Passage to read:
-- Opening Marker --
Judge Finds Probable Cause in Claremont Stabbing Incident
Claremont — A circuit court judge found yesterday there is probable cause to potentially indict Eric Sanborn for allegedly stabbing another man in the parking lot of Wal-Mart Jan. 7 following a verbal confrontation.
Sanborn, 24, is charged with first-degree felony assault and being a felon in possession of a deadly weapon. He remains held at the Sullivan County House of Corrections on $25,000 bail.
Probable cause hearings are held to determine if there is sufficient evidence to proceed with a criminal indictment. With yesterday’s finding by the judge, the case will most likely be presented to a grand jury, which will decide whether Sanborn should be indicted.
Public defender Joe Frankel, of Keene, argued before Fifth Circuit Court Judge Jack Yazinski that Sanborn’s bail should be set at $5,000, saying that his client has ties to the community as well as a construction job and a child he is trying to support — all of which do not make him a flight risk. Sullivan County Attorney Marc Hathaway requested a $100,000 cash bail. Hathway said Sanborn, who has two other first degree assault convictions “has a penchant for using a knife and represents a threat to the community.”
Yesterday morning’s 45-minute hearing centered on testimony from Claremont Police Sgt. Stanley Andrewski, who investigated the alleged assault. Sanborn is accused of stabbing Peter Ilinicki in the chest area with a box cutter knife, causing a six-inch laceration. Ilinicki was not seriously hurt.
-- Closing Marker --
Work item A: Translate this sentence from the news report on the Claremont stabbing into Spanish: "He remains held at the Sullivan County House of Corrections on $25,000 bail."
Work item B: Continue the news report on the Claremont stabbing from the point where it stops.

Source information:
-- Opening Marker --
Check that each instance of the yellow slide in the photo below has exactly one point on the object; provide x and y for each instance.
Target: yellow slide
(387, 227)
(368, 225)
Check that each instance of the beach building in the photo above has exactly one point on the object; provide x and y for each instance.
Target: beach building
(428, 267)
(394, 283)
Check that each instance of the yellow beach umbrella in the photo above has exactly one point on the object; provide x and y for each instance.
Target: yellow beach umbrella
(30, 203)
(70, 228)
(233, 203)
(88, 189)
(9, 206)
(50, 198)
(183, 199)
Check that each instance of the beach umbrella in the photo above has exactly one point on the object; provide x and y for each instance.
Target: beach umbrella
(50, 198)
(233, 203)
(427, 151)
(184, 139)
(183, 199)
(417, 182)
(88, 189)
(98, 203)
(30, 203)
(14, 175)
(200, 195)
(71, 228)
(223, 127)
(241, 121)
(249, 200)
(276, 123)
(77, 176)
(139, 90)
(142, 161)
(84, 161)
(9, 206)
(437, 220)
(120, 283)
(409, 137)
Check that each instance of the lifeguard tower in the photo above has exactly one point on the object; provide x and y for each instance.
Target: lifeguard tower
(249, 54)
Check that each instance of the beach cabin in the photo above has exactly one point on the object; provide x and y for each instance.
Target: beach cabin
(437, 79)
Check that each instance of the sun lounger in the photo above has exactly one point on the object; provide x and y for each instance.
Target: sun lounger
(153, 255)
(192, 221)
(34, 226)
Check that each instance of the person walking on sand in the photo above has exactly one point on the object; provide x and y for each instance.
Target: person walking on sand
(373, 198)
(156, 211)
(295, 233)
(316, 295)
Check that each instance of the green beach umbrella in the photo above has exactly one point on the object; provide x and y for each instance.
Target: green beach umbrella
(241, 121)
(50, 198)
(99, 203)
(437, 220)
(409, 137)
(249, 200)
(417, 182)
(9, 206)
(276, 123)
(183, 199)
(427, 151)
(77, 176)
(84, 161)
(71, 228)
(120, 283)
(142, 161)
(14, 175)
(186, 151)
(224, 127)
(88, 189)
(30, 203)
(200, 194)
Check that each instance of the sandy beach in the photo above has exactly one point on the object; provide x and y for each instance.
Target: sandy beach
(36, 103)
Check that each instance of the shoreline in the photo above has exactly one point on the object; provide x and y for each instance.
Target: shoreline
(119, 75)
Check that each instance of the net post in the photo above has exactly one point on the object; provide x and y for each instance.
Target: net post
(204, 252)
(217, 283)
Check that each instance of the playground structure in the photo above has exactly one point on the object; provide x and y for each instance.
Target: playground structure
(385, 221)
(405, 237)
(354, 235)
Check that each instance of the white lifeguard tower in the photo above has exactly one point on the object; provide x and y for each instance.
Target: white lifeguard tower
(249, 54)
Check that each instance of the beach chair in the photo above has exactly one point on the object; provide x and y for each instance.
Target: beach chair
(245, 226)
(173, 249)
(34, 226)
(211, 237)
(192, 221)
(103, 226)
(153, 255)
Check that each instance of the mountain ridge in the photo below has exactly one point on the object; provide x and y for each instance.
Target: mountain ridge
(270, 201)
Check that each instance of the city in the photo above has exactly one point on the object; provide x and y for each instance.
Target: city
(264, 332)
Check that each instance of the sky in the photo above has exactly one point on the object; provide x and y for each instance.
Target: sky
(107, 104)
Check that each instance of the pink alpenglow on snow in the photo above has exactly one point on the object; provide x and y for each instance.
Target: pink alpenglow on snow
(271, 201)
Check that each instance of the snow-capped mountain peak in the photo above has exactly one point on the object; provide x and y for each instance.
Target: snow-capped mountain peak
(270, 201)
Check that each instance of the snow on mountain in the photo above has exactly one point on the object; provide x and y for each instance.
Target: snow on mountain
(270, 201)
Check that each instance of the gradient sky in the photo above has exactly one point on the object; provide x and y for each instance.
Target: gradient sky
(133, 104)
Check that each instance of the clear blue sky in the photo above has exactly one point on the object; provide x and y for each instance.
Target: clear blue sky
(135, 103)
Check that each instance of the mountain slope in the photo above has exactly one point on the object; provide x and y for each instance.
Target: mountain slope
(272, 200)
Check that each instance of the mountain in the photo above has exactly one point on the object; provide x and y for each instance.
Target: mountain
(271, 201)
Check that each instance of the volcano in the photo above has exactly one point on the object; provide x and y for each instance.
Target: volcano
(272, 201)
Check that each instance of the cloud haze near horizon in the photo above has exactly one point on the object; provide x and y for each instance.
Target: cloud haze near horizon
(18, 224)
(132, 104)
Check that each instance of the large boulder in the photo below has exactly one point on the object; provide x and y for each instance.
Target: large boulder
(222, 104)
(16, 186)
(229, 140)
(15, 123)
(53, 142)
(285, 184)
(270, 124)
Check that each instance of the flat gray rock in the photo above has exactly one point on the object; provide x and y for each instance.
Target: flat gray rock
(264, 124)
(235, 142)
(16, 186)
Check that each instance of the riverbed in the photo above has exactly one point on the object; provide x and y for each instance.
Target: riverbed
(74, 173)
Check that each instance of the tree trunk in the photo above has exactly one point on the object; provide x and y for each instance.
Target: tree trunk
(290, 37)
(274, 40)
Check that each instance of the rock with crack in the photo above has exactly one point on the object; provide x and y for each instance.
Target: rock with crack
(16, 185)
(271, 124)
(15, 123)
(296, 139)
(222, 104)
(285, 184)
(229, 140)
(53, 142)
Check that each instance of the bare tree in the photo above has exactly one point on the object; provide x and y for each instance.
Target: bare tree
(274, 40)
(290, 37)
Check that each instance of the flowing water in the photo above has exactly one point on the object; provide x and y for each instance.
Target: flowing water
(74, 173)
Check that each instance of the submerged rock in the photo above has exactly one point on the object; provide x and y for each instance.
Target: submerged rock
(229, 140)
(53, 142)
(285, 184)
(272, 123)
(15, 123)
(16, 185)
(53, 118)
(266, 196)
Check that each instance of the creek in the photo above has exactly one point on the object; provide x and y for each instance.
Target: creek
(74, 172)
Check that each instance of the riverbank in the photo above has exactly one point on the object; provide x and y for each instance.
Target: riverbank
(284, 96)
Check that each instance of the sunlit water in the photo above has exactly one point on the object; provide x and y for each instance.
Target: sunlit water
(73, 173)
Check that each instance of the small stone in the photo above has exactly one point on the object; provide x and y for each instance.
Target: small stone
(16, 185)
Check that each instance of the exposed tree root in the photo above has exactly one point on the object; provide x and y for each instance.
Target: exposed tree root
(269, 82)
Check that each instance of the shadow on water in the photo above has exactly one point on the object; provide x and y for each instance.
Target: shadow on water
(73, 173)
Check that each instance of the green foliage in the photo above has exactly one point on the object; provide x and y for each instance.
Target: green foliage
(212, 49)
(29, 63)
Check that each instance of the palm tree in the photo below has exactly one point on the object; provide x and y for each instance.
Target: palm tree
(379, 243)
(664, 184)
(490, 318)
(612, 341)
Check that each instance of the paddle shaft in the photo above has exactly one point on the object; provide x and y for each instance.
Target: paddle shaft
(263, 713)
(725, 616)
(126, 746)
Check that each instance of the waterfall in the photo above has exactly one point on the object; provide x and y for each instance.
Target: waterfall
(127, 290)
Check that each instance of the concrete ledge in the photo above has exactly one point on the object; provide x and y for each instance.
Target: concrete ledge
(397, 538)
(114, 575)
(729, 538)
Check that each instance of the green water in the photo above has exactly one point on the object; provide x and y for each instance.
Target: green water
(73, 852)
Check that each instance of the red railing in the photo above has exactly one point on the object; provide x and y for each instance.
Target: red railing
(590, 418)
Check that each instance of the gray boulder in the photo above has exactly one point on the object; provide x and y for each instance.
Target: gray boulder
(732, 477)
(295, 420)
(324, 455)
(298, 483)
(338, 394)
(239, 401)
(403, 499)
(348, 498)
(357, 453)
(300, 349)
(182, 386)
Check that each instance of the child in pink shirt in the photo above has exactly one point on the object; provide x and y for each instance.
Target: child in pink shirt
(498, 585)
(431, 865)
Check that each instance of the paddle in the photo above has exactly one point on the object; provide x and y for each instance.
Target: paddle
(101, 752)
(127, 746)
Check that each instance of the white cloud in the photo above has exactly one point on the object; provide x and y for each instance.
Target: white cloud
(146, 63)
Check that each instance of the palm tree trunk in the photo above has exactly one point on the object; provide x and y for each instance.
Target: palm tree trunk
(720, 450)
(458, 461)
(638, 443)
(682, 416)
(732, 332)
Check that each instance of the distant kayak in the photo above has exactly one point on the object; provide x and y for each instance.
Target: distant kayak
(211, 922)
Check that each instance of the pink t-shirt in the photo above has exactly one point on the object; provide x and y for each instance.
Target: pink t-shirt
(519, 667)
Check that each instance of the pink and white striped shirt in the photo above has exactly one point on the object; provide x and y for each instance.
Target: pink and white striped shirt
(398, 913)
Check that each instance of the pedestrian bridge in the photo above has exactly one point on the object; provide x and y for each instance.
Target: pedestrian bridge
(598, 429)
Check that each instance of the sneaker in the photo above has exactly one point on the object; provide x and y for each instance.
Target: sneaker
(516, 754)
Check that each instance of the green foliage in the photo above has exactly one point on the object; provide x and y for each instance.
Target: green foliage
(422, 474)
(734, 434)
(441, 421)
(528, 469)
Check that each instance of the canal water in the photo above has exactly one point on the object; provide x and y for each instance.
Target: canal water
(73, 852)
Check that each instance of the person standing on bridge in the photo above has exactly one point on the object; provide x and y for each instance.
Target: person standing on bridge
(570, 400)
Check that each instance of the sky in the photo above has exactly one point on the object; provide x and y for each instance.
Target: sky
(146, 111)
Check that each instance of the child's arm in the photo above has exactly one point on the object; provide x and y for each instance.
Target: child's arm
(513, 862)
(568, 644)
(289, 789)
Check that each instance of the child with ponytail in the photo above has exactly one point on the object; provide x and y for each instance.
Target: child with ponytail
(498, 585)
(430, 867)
-- Closing Marker --
Answer space A: Sigue detenido en la Sullivan County House of Corrections con una fianza de 25.000 dólares.

Answer space B:
Under questioning from Hathaway, Andrewski repeated most of what was contained in the affidavit from Claremont Police Corporal Brent Wilmot, who was the first on the scene and took Sanborn into custody.
Andrewski said that based on witness interviews, there was verbal confrontation inside the Wal-Mart store involving Ilnicki and his two brothers with another group. It continued outside in the parking lot and that is when Sanborn became involved and is alleged to have pushed Ilnicki.
“Peter Ilnicki thought he had been pushed and when he looked down, he realized he had been cut,” Andrewski said, adding that he told police Sanborn had done it.
Andrewski also said in his testimony that two people with Sanborn, Amber Kinney and her bother Cody Kinney, both saw him reach for the knife in his pocket while Ilnicki and his brothers were walking away.
“The three were walking away and Mr. Sanborn appeared then to reach for the knife and she told him not do to it. Telling him not to do that. Something with the knife, ” the officer related.
Frankel’s questioning attempted to raise doubt as to whether Sanborn did the stabbing.
“Did anyone say they saw the stabbing?” Frankel asked Andrewski.
“Not a single one,” he replied.
Frankel said Kinney told police their friend tried to “de-escalate” the situation, which had started inside the store.
Frankel also showed surveillance tapes from the Wal-Mart parking lot that showed how the incident unfolded shortly before 6 p.m. that Monday night.
Though shown from a distance, Frankel pointed out the individuals involved, including one still unidentified male who was near Sanborn as he approached the three brothers while they were walking away.
Frankel’s questions about lineup, fingerprints on the knife, blood samples, DNA sample and more were met with objections from Hathaway who said they were not relevant to determining probable cause.
Frankel also introduced the notion of self-defense on his client’s behalf. The unknown individual in the surveillance tape, no witnesses to the stabbing, fighting after the alleged stabbing and other factors all made probable cause sketchy, he argued.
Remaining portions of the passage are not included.